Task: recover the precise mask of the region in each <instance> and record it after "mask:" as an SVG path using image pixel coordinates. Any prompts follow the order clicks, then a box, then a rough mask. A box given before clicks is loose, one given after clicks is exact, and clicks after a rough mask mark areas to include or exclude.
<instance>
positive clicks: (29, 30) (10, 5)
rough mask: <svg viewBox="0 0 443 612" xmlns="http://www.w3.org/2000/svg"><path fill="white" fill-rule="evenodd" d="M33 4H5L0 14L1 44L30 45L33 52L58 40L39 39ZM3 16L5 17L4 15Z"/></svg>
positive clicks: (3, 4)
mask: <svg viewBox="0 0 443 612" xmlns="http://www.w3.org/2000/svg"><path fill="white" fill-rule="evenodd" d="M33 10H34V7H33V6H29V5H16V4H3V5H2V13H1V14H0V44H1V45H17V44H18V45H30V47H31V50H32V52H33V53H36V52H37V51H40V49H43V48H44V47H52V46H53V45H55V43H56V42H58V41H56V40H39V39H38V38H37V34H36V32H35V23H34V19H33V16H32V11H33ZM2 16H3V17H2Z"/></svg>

---

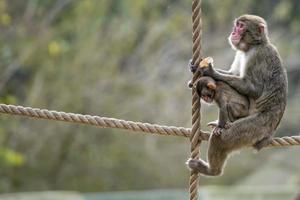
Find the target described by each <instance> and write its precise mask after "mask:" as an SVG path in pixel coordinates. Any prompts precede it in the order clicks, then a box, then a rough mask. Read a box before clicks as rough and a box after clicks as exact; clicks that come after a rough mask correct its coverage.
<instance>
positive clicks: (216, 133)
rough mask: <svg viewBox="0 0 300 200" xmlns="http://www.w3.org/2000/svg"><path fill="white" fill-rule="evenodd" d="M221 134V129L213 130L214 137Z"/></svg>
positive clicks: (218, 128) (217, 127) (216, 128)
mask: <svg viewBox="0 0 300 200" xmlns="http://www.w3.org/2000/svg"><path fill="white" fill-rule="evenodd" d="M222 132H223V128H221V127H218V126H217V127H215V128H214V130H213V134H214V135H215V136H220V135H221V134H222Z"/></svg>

§ Task prompt
Turn the stretch of records from the line containing "Task: recover the" through the line containing "positive clicks: (3, 4)" into a numbered list, leaving out any blank lines.

§ Answer section
1. Task: recover the precise mask of the region in each <instance> and record it after "mask:" as an SVG path using image pixel coordinates. Any prompts follow the order clicks, then a box, then a rough mask. A box given before clicks is loose, one given after clicks is exact, and clicks after a rough mask mark areas to include or exclude.
2. <instance>
3. positive clicks: (29, 30) (10, 5)
4. rough mask: <svg viewBox="0 0 443 612" xmlns="http://www.w3.org/2000/svg"><path fill="white" fill-rule="evenodd" d="M33 4H5L0 14L1 44L30 45L33 52L58 40L39 39ZM3 16L5 17L4 15Z"/></svg>
5. positive clicks: (3, 4)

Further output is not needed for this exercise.